§ **Available data**
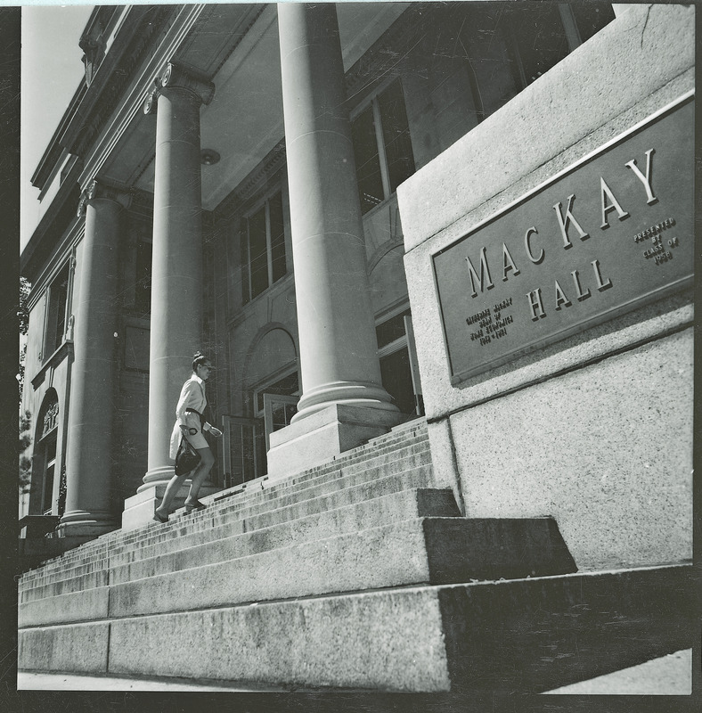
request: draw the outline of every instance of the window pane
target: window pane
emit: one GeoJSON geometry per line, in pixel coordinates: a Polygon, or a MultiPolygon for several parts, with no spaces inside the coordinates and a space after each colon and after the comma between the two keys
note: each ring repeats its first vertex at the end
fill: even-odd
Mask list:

§ **Exercise objective**
Rewrite all of the rows above, replacing "window pane" with "glass panel" and keeping everything else unchanged. Leave the pictures out of your answer.

§ **Result of this task**
request: draw the outline of every instance of the glass panel
target: glass panel
emit: one GeoJSON geometry per line, in pixel coordinates: a Polygon, or a MultiPolygon for several parts, with no spaces inside the coordinates and a space after each colon and after the comma between the two keys
note: each ring repeats its first vertex at the end
fill: even-odd
Mask list:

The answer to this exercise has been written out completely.